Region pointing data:
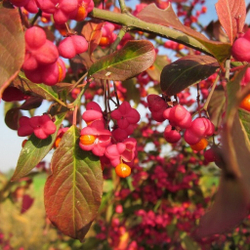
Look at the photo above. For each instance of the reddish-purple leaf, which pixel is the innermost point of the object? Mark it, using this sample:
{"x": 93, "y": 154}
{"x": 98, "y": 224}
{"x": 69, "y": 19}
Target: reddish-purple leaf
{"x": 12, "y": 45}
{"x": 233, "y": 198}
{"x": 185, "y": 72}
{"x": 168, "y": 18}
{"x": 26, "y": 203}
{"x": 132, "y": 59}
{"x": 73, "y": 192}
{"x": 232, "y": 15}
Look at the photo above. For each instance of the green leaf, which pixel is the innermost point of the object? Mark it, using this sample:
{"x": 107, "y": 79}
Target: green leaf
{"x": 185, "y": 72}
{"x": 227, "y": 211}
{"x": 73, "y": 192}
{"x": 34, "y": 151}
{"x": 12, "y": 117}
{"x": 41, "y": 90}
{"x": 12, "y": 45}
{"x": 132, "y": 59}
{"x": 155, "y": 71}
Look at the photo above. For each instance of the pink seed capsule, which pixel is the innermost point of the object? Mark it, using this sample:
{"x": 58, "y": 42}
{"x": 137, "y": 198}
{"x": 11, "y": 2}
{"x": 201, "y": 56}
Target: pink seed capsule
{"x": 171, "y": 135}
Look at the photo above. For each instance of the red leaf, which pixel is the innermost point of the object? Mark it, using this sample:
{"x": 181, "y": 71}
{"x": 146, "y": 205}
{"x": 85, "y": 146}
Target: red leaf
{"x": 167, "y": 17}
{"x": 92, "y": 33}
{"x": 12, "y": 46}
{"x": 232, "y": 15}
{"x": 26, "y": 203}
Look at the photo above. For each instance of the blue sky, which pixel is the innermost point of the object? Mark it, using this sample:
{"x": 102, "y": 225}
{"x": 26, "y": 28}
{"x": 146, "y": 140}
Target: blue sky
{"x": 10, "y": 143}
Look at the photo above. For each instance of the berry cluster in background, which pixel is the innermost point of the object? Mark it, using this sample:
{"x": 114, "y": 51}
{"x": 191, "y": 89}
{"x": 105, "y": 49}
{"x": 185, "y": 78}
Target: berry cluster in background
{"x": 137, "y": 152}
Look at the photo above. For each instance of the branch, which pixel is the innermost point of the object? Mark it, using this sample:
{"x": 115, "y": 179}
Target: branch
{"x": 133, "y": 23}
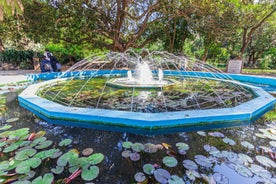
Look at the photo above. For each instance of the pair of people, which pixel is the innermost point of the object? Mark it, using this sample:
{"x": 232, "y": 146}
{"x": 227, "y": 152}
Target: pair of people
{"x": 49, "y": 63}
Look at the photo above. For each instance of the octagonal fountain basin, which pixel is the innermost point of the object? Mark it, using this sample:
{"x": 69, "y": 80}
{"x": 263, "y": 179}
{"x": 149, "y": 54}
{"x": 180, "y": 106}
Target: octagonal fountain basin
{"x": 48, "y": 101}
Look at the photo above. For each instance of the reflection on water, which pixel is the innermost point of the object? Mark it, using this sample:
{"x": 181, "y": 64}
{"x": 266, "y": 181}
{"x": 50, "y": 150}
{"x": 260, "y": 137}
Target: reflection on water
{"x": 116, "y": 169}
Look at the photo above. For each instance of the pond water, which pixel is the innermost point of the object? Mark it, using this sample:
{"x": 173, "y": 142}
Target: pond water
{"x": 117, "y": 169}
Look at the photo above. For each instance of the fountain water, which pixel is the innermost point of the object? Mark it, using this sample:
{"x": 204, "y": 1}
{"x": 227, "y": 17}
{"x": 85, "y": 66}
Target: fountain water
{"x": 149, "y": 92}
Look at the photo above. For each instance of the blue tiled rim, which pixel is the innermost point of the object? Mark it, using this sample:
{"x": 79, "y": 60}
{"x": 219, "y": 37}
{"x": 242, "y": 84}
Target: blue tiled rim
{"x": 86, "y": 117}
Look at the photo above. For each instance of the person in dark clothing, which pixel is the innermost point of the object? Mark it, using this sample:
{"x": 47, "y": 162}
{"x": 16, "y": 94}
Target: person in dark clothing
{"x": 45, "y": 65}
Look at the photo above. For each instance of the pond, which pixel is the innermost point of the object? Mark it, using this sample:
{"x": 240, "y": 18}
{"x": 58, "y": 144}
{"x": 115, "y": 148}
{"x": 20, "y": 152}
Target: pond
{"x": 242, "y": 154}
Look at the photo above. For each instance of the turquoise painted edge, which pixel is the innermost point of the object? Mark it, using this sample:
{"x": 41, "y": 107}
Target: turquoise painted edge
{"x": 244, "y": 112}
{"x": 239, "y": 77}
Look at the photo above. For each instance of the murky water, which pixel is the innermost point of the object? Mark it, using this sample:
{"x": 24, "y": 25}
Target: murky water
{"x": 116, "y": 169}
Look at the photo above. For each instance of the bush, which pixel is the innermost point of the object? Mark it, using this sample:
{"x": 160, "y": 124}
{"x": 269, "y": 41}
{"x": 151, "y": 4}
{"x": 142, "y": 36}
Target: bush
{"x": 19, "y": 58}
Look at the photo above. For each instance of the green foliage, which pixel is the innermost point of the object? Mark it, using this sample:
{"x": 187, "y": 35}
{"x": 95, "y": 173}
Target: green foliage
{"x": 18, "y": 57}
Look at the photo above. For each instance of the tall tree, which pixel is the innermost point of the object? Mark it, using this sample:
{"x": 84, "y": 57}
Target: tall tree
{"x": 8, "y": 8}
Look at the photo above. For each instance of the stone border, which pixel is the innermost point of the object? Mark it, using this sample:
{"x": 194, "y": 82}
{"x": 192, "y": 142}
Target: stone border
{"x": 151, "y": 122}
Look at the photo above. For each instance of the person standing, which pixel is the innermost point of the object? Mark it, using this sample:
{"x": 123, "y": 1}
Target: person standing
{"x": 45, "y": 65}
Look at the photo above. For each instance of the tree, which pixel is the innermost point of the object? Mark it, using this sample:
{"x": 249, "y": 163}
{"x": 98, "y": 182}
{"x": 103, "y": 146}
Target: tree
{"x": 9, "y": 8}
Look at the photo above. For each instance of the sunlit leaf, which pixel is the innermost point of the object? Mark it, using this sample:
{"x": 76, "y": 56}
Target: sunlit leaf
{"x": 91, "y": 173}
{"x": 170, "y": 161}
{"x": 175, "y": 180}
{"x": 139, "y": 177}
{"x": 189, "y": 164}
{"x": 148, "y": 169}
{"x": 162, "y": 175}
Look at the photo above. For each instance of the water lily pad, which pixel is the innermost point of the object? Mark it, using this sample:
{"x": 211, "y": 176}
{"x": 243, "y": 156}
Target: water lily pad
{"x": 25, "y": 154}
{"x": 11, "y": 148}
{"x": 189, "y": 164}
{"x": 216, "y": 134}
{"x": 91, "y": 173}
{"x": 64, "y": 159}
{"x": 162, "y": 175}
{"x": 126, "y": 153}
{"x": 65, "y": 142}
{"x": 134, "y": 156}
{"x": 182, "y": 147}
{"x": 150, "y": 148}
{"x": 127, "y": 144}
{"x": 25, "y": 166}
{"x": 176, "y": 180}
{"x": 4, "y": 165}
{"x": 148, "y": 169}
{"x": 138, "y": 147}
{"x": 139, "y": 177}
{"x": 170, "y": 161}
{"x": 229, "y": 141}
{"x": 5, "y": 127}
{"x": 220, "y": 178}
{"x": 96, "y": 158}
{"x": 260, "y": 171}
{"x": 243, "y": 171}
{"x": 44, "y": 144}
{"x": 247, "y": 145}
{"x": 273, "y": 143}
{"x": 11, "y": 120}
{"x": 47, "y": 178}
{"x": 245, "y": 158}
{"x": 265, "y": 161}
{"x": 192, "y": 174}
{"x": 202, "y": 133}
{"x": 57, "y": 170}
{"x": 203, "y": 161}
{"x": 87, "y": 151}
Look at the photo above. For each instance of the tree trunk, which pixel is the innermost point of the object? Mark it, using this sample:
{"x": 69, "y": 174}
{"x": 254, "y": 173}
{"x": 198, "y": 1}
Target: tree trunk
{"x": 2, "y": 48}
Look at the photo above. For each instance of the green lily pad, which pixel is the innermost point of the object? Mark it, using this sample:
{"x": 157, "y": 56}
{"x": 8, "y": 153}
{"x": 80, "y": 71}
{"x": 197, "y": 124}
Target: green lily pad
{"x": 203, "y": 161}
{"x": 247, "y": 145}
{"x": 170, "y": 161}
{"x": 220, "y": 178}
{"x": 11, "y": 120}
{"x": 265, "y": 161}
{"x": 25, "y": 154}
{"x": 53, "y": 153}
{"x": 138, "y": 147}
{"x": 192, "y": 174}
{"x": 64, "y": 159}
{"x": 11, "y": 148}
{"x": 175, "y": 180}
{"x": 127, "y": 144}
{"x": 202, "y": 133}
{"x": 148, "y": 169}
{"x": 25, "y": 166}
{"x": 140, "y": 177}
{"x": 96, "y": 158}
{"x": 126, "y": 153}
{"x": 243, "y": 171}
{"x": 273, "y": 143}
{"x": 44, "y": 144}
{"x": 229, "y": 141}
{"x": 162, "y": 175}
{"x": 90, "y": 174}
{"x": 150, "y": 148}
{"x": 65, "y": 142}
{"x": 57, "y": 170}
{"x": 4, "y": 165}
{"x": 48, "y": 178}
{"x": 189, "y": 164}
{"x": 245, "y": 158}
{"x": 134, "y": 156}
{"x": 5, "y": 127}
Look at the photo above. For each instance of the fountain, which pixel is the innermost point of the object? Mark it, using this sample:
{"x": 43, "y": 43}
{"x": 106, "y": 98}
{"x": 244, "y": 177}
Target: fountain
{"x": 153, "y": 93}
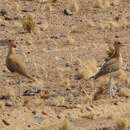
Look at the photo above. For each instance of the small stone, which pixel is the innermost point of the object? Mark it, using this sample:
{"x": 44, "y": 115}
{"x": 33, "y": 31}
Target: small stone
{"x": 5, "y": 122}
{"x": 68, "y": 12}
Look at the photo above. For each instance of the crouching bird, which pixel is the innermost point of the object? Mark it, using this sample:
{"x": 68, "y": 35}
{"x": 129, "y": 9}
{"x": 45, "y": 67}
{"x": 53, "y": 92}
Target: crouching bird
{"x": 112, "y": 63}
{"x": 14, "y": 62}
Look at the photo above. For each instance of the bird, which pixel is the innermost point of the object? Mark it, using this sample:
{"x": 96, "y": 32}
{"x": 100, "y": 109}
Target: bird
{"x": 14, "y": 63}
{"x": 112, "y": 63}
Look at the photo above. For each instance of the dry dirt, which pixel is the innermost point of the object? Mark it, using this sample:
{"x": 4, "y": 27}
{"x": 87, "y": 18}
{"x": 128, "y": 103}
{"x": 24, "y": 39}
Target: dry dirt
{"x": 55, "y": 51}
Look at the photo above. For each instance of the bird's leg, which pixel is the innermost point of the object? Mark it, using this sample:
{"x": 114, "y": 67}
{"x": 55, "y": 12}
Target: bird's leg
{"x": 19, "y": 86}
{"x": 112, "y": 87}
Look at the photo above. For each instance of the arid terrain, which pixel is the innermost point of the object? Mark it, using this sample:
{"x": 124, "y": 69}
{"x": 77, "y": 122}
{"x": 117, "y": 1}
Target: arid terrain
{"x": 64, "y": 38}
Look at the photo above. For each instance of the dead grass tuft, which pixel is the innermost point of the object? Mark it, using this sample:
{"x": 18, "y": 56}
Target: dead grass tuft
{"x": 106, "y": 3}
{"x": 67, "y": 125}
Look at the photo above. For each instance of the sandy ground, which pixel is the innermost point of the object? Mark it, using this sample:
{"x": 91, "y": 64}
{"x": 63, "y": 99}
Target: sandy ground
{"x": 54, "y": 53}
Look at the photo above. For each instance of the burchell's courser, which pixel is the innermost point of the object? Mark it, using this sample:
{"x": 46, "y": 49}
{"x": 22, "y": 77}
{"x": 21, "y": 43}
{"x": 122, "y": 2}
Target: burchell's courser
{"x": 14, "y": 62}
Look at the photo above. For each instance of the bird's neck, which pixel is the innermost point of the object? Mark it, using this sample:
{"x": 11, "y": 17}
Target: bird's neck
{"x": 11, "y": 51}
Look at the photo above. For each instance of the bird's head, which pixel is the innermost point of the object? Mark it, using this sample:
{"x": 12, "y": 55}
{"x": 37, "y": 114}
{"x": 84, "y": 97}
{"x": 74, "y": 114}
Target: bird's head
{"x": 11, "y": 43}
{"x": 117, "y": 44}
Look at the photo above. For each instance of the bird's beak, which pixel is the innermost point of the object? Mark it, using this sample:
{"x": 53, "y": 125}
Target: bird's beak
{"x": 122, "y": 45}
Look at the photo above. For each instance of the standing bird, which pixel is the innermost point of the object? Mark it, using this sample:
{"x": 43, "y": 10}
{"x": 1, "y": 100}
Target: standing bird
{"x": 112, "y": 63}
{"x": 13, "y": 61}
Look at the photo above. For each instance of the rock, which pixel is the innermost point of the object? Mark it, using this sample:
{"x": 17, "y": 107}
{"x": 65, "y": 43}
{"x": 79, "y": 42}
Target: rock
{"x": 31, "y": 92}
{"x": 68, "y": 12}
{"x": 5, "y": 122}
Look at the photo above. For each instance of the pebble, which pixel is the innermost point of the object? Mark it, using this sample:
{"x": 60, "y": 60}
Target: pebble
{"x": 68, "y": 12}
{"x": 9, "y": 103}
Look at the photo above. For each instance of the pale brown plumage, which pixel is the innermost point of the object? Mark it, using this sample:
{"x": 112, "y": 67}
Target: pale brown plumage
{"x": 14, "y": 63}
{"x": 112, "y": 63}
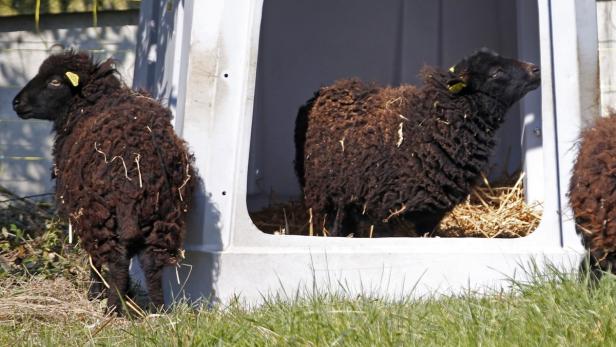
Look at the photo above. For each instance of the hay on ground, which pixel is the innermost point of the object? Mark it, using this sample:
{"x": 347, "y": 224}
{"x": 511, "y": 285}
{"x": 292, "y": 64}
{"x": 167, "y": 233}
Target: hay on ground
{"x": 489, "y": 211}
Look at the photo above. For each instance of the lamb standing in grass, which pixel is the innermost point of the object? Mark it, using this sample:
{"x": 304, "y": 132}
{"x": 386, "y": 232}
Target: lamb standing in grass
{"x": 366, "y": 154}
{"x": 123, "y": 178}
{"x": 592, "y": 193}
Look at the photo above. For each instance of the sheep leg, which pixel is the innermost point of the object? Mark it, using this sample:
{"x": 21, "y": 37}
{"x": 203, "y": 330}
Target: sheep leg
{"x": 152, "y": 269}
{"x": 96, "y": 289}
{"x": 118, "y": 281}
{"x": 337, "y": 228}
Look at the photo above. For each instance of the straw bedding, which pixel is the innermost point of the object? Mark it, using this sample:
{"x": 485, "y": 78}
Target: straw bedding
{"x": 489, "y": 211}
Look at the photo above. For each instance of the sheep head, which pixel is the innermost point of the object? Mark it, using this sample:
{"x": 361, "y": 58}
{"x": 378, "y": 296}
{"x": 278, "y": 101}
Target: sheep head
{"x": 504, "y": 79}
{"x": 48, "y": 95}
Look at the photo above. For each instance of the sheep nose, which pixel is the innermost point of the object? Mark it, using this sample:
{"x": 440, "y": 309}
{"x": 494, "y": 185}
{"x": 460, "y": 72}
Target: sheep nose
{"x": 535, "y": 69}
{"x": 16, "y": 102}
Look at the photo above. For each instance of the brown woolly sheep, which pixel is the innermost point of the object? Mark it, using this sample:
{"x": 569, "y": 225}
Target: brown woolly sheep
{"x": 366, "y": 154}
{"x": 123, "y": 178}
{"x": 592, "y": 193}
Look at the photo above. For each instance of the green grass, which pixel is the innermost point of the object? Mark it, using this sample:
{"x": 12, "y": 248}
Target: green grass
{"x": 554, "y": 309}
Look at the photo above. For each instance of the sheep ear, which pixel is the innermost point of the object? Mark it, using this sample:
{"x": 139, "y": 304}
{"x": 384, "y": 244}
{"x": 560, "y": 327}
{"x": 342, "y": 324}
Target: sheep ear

Instructions for the task:
Copy exactly the lines of the entries above from the one containing "Target: blue sky" through the one containing "fountain water, which". Both end lines count; pictures do not.

Finished task:
Target: blue sky
{"x": 10, "y": 143}
Look at the photo above. For each instance of the berry cluster in background, which pixel is the innermost point of the object? Mark it, using this sample:
{"x": 114, "y": 51}
{"x": 191, "y": 89}
{"x": 105, "y": 49}
{"x": 185, "y": 78}
Target: berry cluster in background
{"x": 137, "y": 152}
Look at the photo above. For each instance of the branch, which pixel is the innermost point of the object? Mark it, using this sample:
{"x": 115, "y": 179}
Target: branch
{"x": 133, "y": 23}
Look at the photo above. For each instance of the pair of people, which pixel is the innermost point of the object? Mark it, using this sample:
{"x": 232, "y": 146}
{"x": 227, "y": 152}
Target: pair of people
{"x": 49, "y": 63}
Look at the photo above. For each instance of the octagonal fountain basin, which pixel is the innermost point of the object? Mark it, using this sample:
{"x": 69, "y": 80}
{"x": 263, "y": 179}
{"x": 149, "y": 54}
{"x": 180, "y": 106}
Target: octagonal fountain basin
{"x": 48, "y": 101}
Look at the photo above. For each instance of the reflection on water, which pixel is the innermost point of the object? Mark it, using this sample:
{"x": 181, "y": 64}
{"x": 266, "y": 181}
{"x": 50, "y": 150}
{"x": 260, "y": 137}
Target: reflection on water
{"x": 116, "y": 169}
Look at the photo above. For each instance of the pond water, which pixel is the innermost point of the object? Mark it, using this sample:
{"x": 173, "y": 142}
Target: pond water
{"x": 117, "y": 169}
Look at the photo above. For each instance of the fountain water, which pixel is the innermost point of the object? Mark it, using this sample:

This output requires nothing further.